[Image object location entries]
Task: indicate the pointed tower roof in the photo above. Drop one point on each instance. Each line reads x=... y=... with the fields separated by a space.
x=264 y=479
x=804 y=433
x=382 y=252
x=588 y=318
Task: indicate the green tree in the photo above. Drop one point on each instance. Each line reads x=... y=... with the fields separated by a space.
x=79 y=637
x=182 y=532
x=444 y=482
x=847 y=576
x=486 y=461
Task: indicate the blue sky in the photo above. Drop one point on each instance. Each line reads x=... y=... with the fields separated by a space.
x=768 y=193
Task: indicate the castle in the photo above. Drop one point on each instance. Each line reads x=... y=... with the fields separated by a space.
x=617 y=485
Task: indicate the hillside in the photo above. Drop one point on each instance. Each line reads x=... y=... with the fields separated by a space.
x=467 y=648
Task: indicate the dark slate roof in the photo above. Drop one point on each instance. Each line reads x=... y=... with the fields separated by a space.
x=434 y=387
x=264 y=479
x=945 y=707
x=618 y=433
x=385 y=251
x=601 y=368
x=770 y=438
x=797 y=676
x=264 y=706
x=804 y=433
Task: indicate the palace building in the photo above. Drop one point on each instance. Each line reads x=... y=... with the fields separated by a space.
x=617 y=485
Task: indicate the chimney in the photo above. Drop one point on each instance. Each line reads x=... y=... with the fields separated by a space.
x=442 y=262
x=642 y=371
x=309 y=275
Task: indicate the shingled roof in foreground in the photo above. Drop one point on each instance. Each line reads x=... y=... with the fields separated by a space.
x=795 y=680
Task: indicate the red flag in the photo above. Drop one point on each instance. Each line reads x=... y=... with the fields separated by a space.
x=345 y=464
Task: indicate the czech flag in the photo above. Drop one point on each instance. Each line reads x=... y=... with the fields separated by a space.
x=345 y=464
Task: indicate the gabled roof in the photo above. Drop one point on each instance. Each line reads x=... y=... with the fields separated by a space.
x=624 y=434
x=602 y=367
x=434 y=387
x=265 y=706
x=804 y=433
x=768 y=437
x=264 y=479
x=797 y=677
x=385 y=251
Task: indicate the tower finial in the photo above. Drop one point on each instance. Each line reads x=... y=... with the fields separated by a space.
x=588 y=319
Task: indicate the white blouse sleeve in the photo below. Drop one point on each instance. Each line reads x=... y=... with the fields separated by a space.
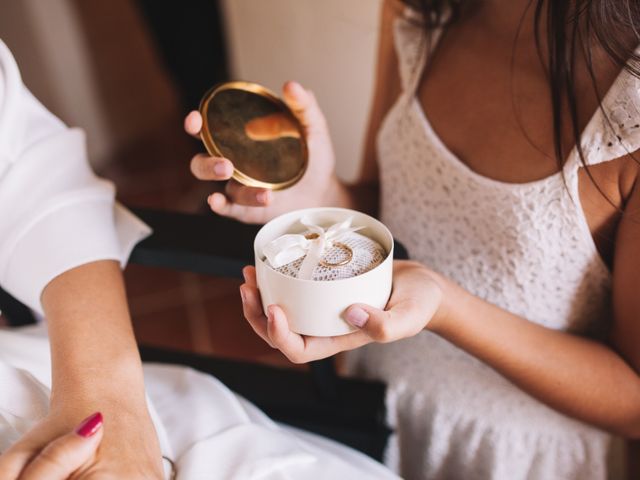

◆ **EXERCISE INSTRUCTIONS**
Rewrite all the items above with "indicate" swapped for "mark" and every other word left unchanged. Omit the pictures.

◆ **EXPECTED OUTPUT**
Task: mark the pointed tower roof in the photo above. Drop one point on each instance. Each line reads x=... y=... with the fields separated by a space.
x=264 y=479
x=804 y=433
x=382 y=252
x=588 y=318
Task: mark the green tree in the photo above. Drop one point on each instance. Each line reads x=... y=... with the fields separated by a space.
x=79 y=637
x=182 y=532
x=444 y=482
x=847 y=576
x=486 y=461
Task: mark the blue sky in the photo above. Drop one point on each instance. Each line reads x=... y=... with the fields separated by a space.
x=768 y=193
Task: mark the castle in the photo above. Drop one point on each instance. Each line reads x=... y=... with the fields separated by a space.
x=617 y=485
Task: mark the hillside in the photo above. Drop one point on each instance. Each line reads x=... y=... with the fields separated by a space.
x=467 y=648
Task: mark the dark slate roof in the photo above. Drop one point on each instance. Each line reads x=... y=... with the fields separated by a space.
x=434 y=387
x=264 y=479
x=945 y=707
x=618 y=433
x=385 y=251
x=601 y=368
x=770 y=438
x=797 y=676
x=264 y=706
x=804 y=433
Task: mark the palace building in the photo above. Drop one point on each instance. Each line reads x=... y=... with the fields separated by a space.
x=617 y=485
Task: mark the chimney in the photo above. Drop one point on each instance. Each line reads x=... y=... with the fields separated by a space.
x=442 y=262
x=642 y=371
x=309 y=275
Task: mark the shingled roof in foreground in the photo above. Drop one point on each instance. Each line reads x=... y=... with the fields separated by a space.
x=795 y=680
Task: mark the red flag in the photo above. Drop one point on each instance. Each line reads x=... y=... with the fields separated by a space.
x=345 y=464
Task: mark the czech flag in the photo above. Drop one point on each instance. Each line reads x=... y=... with the fields separated by a space.
x=345 y=464
Task: mark the gabled roof in the photo above. Drop one point on each instance. Each line reads x=... y=... with the fields separated by a space.
x=624 y=434
x=602 y=367
x=434 y=387
x=265 y=706
x=804 y=433
x=768 y=437
x=264 y=479
x=797 y=677
x=385 y=251
Task: mark the tower finial in the photo above. Drop one point on each instance. Each line reads x=... y=... with the fields separated by a space.
x=588 y=319
Task: mark the white blouse sleeve in the photo below. Drop one point on each instance. Each line reads x=... y=... with the fields separated by a space.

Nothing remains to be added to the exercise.